Challenge: Quote the following listing in full, reproducing every line verbatim and in its original order.

Provided entries:
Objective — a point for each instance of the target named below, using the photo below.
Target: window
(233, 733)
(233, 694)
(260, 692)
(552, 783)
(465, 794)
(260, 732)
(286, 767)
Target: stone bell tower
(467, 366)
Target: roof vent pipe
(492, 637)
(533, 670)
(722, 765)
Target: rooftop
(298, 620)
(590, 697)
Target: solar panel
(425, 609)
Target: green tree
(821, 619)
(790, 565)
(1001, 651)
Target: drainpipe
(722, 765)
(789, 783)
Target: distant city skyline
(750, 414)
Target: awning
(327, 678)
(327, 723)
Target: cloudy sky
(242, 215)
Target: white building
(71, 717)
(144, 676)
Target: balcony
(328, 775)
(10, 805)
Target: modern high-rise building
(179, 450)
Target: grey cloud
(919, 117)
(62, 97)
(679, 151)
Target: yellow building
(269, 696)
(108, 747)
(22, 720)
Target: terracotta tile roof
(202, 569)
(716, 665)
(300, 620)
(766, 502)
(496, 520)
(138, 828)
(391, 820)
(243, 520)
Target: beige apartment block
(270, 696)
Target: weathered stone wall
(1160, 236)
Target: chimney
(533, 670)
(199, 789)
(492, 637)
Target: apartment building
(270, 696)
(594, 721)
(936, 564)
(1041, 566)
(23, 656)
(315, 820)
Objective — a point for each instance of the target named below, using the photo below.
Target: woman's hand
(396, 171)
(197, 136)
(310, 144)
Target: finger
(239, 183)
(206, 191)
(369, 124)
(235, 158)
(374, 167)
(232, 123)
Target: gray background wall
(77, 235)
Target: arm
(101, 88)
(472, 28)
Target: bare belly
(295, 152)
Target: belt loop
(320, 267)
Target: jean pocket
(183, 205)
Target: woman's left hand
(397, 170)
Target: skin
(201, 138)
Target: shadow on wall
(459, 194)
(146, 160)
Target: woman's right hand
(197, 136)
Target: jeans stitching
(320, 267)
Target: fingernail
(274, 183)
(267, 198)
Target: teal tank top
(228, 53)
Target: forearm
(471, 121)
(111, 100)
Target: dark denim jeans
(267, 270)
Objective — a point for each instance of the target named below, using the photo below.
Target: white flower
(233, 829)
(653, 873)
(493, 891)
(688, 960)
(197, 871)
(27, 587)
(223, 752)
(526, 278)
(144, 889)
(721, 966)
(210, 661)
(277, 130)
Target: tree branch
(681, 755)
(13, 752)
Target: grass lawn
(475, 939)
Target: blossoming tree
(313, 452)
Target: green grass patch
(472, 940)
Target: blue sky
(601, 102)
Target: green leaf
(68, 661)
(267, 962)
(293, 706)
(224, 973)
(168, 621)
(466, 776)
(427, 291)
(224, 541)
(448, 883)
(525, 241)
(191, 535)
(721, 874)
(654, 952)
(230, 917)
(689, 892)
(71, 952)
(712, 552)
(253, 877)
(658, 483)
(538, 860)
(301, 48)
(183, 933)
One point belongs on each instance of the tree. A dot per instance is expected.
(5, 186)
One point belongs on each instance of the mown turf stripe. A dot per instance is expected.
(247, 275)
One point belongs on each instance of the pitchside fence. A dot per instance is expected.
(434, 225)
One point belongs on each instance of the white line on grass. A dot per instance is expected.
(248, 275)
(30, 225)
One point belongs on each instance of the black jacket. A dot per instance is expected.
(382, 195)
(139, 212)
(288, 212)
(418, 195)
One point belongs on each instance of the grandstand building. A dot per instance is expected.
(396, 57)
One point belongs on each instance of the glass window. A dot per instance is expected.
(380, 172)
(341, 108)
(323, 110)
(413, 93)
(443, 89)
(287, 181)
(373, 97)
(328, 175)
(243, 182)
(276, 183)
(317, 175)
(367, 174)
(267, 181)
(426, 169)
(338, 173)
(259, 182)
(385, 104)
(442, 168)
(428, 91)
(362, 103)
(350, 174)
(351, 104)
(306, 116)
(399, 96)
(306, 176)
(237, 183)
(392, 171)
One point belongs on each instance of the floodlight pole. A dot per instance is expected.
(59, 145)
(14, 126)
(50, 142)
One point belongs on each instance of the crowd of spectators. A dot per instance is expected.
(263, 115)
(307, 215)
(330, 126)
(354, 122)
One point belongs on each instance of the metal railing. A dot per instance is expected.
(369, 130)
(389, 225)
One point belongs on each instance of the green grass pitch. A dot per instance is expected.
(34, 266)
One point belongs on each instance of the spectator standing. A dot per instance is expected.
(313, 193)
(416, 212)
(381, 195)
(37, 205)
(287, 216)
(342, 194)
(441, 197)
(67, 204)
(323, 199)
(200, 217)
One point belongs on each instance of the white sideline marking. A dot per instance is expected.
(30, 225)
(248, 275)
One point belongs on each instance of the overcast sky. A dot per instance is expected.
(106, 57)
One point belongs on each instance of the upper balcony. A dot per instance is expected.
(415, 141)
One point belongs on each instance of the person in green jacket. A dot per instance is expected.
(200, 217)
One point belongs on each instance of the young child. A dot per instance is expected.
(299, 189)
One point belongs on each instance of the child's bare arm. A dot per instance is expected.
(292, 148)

Worked solution:
Objective — a point for each instance of the target named below, using the photo below.
Target: window
(233, 733)
(233, 694)
(260, 692)
(552, 783)
(465, 794)
(260, 732)
(286, 767)
Target: stone bell tower
(467, 366)
Target: roof vent pipe
(492, 637)
(533, 670)
(722, 765)
Target: rooftop
(298, 620)
(590, 697)
Target: solar panel
(425, 609)
Target: green tree
(821, 619)
(790, 565)
(1001, 651)
Target: drainpipe
(722, 765)
(789, 783)
Target: distant city skyline
(750, 414)
Target: awning
(327, 678)
(327, 723)
Target: cloudy sky
(242, 215)
Target: white building
(71, 717)
(144, 676)
Target: balcony
(328, 775)
(10, 805)
Target: modern high-rise building
(179, 450)
Target: grey cloud
(919, 117)
(62, 97)
(679, 151)
Target: yellow building
(269, 696)
(108, 747)
(22, 720)
Target: terracotta tile roof
(202, 569)
(716, 665)
(300, 620)
(766, 502)
(496, 520)
(138, 828)
(391, 820)
(243, 520)
Target: beige apartment block
(270, 696)
Target: weathered stone wall
(1160, 236)
Target: chimney
(533, 670)
(199, 789)
(492, 637)
Target: apartment building
(270, 696)
(594, 721)
(936, 564)
(1041, 566)
(23, 656)
(315, 820)
Objective — a point for each instance of the target named below, using the photo below.
Target: woman's hand
(396, 171)
(197, 136)
(310, 144)
Target: finger
(239, 183)
(206, 191)
(369, 124)
(235, 158)
(374, 167)
(232, 123)
Target: gray background wall
(77, 235)
Target: arm
(101, 88)
(472, 28)
Target: bare belly
(295, 152)
Target: belt loop
(320, 267)
Target: jean pocket
(183, 205)
Target: woman's left hand
(397, 170)
Target: skin
(201, 138)
Target: shadow on wall
(459, 194)
(146, 160)
Target: woman's right hand
(197, 136)
Target: jeans stitching
(320, 267)
Target: fingernail
(274, 183)
(267, 198)
Target: teal tank top
(228, 53)
Target: forearm
(471, 121)
(111, 100)
Target: dark denim jeans
(267, 270)
Objective — a point for each instance of the target named below, using the photo below.
Target: white flower
(233, 829)
(653, 873)
(493, 891)
(688, 960)
(197, 871)
(27, 587)
(223, 752)
(526, 278)
(144, 889)
(721, 966)
(210, 661)
(277, 130)
Target: tree branch
(681, 755)
(13, 752)
Target: grass lawn
(475, 939)
Target: blossoming tree
(313, 452)
Target: green grass patch
(472, 940)
Target: blue sky
(601, 102)
Target: green leaf
(68, 661)
(267, 962)
(293, 706)
(224, 973)
(168, 621)
(466, 776)
(427, 291)
(224, 541)
(448, 883)
(525, 241)
(191, 535)
(721, 874)
(654, 952)
(230, 917)
(689, 892)
(71, 952)
(712, 552)
(253, 877)
(658, 483)
(538, 860)
(301, 48)
(183, 933)
One point belongs on each instance of the tree. A dot per instance is expected.
(5, 186)
One point belongs on each instance of the mown turf stripe. A dot per instance is expected.
(247, 275)
One point belongs on each instance of the pitchside fence. A dot per instance is expected.
(434, 225)
One point belongs on each instance of the white line on grass. A dot per instance is expected.
(248, 275)
(30, 225)
One point belongs on each instance of the black jacket. A dot per instance is expected.
(382, 195)
(139, 212)
(288, 212)
(418, 195)
One point belongs on each instance of the grandstand building. A dot per instance is expected.
(396, 57)
One point belongs on each instance of the glass window. A dot per instance is expected.
(380, 172)
(341, 108)
(323, 110)
(413, 93)
(443, 89)
(287, 181)
(373, 97)
(328, 175)
(243, 182)
(276, 183)
(317, 175)
(367, 174)
(267, 181)
(426, 169)
(338, 173)
(259, 182)
(385, 104)
(442, 168)
(428, 91)
(362, 103)
(350, 174)
(351, 104)
(306, 116)
(399, 96)
(306, 176)
(237, 183)
(392, 171)
One point belongs on each instance of the floodlight pole. A dot per instance is expected.
(59, 145)
(14, 126)
(50, 142)
One point belongs on each instance of the crowd of spectators. A dot per instance is expected.
(263, 115)
(307, 215)
(330, 126)
(354, 122)
One point belongs on each instance of the metal railing. A dot per instance is expected.
(369, 130)
(389, 225)
One point belongs on each instance of the green grass pitch. A dot per instance is expected.
(34, 266)
One point belongs on each instance of the spectator standing. A dot per instance is expected.
(313, 193)
(416, 212)
(381, 195)
(37, 205)
(287, 216)
(342, 194)
(441, 197)
(67, 204)
(323, 199)
(200, 217)
One point belongs on each instance of the white sideline marking. A dot per instance is expected.
(30, 225)
(248, 275)
One point belongs on each instance of the overcast sky. A dot per instance is expected.
(106, 57)
One point belongs on each instance of the upper balcony. A dot per instance is expected.
(415, 141)
One point belongs on each instance of the person in green jacket. A dot per instance is expected.
(200, 217)
One point belongs on each instance of the young child. A dot per instance is expected.
(299, 189)
One point belongs on each instance of the child's bare arm. A dot per instance is expected.
(292, 148)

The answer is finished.